▶ [WHAT IS BEING ASKED]: Which lines below fall between the one containing "like point(360, 24)?" and the one containing "Target: drawer pull handle"? Repeat them exactly, counting both of those lines, and add nothing else.

▶ [RECORDS PROVIDED]:

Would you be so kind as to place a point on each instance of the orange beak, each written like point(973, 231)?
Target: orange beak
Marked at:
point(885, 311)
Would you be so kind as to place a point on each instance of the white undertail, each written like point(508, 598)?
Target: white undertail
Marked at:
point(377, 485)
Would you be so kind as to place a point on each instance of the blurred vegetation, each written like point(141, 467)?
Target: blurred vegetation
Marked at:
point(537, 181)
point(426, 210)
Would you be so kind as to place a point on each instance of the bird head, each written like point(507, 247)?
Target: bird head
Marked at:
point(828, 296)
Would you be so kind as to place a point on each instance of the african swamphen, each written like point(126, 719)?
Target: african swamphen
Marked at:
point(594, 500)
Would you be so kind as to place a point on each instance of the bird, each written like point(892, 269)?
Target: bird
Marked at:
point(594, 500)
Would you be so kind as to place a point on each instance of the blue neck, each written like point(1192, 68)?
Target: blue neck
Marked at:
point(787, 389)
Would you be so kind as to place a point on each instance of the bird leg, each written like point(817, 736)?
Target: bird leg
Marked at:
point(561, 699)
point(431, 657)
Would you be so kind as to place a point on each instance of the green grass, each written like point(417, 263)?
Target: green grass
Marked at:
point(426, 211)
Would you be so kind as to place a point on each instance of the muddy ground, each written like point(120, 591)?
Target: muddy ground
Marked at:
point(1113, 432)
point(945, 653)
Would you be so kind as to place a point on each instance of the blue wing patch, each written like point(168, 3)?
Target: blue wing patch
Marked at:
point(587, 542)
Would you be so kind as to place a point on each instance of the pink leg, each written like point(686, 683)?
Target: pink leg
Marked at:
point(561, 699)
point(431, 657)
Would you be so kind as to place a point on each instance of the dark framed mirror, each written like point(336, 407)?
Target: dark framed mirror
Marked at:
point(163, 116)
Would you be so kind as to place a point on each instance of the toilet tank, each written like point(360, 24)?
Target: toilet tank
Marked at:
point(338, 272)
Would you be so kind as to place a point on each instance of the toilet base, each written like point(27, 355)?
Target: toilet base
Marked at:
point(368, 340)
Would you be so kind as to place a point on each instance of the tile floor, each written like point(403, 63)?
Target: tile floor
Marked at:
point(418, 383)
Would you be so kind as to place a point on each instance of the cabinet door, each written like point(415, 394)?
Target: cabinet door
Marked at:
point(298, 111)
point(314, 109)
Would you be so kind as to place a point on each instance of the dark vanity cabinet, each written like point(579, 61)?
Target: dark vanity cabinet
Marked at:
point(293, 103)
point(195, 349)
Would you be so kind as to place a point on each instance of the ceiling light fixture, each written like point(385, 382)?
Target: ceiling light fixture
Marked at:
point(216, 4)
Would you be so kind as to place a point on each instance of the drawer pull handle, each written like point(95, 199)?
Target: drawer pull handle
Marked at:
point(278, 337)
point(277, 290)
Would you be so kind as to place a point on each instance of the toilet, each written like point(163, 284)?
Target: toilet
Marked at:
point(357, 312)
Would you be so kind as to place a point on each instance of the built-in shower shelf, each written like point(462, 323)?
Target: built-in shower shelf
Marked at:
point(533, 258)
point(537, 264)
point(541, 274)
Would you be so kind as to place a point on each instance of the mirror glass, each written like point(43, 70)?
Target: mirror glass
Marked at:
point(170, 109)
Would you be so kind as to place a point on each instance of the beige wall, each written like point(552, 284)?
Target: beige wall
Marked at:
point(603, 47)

▶ [WRITTEN ANSWER]:
Would you be so kind as to place a point on each instance of the toilet tank, each written like point(360, 24)?
Target: toilet tank
Marked at:
point(338, 272)
Would you be so kind as to place a point on each instance of the toilet base, each written like point(27, 355)?
Target: toilet base
Marked at:
point(368, 340)
Would you be so kind as to place a point on each instance of the tile floor, each written like point(403, 63)?
Target: tile floor
Marked at:
point(418, 383)
Would you be so kind as to place a point on each instance of the cabinet door, each written like point(415, 394)?
Target: cabinet door
Marked at:
point(298, 111)
point(314, 109)
Would you be so kind as to place a point on each instance of the dark vanity cabinet, each written like point(579, 61)?
Target: dark vanity cabinet
Marked at:
point(293, 103)
point(195, 349)
Would you be so kind as to place a point on each instance of the ceiling light fixture, each written like point(385, 382)?
Target: ceiling light fixture
Marked at:
point(216, 4)
Would you be so kind as to place a point on each instance of the drawer pull handle, each written like point(95, 199)?
Target: drawer pull handle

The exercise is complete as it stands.